===== AVAILABLE DATA

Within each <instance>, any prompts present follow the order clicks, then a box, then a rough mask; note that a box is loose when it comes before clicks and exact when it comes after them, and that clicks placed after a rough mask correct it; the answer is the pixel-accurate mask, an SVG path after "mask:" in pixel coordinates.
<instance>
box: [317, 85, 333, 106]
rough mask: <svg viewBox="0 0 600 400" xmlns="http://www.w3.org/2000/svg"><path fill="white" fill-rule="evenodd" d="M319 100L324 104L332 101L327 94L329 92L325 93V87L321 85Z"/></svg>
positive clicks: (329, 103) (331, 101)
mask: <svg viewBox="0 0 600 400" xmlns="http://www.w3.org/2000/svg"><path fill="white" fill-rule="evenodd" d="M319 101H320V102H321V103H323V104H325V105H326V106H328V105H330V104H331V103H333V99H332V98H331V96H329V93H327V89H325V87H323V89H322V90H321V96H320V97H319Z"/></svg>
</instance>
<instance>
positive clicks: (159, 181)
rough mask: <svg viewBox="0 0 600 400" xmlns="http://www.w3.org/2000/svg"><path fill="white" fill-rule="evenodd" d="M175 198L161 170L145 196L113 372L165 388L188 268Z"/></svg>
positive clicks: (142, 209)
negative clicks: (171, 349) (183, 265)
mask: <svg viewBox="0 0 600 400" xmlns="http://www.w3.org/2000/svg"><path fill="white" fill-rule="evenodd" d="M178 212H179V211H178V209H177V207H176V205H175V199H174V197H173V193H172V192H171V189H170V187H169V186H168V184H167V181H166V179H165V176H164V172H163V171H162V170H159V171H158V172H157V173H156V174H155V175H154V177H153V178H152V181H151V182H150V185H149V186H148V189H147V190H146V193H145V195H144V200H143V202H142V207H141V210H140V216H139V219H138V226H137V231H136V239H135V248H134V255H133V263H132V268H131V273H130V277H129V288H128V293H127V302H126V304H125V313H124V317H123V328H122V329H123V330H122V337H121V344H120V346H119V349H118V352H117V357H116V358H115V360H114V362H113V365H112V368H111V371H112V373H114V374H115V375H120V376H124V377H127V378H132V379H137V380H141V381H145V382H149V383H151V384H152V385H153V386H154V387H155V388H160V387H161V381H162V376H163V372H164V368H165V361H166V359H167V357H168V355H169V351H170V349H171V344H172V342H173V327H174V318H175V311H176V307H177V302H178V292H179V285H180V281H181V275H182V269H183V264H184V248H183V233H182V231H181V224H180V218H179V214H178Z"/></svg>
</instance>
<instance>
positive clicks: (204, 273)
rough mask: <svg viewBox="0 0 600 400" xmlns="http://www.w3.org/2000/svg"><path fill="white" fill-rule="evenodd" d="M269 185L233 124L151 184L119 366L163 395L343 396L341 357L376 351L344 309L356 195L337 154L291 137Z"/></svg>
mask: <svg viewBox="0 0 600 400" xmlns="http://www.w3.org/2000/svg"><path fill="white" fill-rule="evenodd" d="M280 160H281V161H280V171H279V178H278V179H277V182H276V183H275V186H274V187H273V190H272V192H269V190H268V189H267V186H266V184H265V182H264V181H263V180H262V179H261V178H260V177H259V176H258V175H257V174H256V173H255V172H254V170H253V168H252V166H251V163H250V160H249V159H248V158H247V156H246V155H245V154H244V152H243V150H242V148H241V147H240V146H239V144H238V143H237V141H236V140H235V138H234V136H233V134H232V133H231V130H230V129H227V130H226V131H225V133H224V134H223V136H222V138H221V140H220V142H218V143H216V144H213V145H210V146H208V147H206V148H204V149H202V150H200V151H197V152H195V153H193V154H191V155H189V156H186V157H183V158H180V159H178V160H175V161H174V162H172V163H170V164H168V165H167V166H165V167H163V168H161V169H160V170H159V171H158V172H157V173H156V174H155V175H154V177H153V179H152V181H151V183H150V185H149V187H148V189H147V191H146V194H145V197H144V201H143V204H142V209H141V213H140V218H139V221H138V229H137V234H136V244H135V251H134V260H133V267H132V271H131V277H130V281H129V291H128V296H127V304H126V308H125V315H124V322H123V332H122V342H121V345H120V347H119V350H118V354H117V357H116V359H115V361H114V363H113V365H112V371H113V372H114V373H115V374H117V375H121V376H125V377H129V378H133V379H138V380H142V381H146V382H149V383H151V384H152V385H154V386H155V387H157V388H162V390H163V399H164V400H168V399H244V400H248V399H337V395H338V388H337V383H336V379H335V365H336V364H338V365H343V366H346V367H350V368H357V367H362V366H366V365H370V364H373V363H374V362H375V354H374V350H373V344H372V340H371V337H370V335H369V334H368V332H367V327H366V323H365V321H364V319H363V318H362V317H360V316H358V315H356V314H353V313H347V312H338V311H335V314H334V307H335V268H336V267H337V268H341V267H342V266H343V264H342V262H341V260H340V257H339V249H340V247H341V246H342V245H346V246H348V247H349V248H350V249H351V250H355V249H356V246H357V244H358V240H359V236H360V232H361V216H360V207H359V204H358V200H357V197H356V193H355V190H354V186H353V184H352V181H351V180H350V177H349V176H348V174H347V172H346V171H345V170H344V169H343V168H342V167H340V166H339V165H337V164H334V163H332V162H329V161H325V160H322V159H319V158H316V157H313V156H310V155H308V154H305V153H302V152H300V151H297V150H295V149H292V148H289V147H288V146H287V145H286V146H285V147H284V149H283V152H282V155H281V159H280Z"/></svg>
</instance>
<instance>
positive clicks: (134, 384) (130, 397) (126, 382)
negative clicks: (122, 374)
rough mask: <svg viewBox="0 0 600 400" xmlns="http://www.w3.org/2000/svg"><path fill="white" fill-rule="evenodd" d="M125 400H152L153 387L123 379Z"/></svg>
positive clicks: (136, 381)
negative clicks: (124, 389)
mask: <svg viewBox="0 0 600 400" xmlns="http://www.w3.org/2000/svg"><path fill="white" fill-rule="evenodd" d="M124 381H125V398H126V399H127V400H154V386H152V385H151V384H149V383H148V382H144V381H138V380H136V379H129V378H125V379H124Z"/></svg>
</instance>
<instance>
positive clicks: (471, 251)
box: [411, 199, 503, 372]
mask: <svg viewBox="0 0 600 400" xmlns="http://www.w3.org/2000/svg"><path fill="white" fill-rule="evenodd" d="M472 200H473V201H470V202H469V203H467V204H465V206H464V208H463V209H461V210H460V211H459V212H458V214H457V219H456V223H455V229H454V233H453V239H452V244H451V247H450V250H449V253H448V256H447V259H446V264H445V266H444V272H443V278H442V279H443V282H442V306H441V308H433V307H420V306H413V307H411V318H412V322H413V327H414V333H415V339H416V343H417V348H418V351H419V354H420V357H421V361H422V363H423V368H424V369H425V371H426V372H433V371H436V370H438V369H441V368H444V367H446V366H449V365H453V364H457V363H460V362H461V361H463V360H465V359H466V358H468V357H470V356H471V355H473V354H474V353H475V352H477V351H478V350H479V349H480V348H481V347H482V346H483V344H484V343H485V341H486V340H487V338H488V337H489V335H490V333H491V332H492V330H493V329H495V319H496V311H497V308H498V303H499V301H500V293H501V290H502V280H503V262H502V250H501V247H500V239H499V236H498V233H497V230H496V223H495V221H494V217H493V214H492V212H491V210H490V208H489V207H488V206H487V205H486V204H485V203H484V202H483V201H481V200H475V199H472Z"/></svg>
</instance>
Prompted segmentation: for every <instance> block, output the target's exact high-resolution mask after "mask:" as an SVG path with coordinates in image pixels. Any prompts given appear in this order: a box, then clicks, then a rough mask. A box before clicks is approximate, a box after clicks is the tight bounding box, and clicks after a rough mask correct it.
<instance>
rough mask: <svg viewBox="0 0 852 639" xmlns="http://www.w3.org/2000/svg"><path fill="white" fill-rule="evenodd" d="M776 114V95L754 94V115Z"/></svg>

==========

### EXERCISE PROMPT
Copy out the entries word for word, from their start through the line containing "positive clicks: (142, 209)".

### COMPLETED TASK
Within each <instance>, any prompts present follow the order clicks, then a box, then a rough mask; note that a box is loose when it comes before clicks and exact when it comes after them, and that clicks placed after a rough mask correct it; the answer is the pixel-accurate mask, an SVG path after "mask:" in pixel coordinates.
<instance>
box: [317, 85, 333, 106]
rough mask: <svg viewBox="0 0 600 400" xmlns="http://www.w3.org/2000/svg"><path fill="white" fill-rule="evenodd" d="M319 100L324 104L332 101L327 94L329 92L325 93V87L321 85Z"/></svg>
positive clicks: (329, 103) (331, 101)
mask: <svg viewBox="0 0 600 400" xmlns="http://www.w3.org/2000/svg"><path fill="white" fill-rule="evenodd" d="M319 101H320V102H321V103H323V104H325V105H326V106H328V105H330V104H331V103H333V99H332V98H331V96H329V93H327V89H325V87H323V89H322V90H321V96H320V97H319Z"/></svg>
</instance>
<instance>
positive clicks: (159, 181)
rough mask: <svg viewBox="0 0 600 400" xmlns="http://www.w3.org/2000/svg"><path fill="white" fill-rule="evenodd" d="M175 198L161 170L145 196L113 372L165 388L188 268Z"/></svg>
positive clicks: (142, 209)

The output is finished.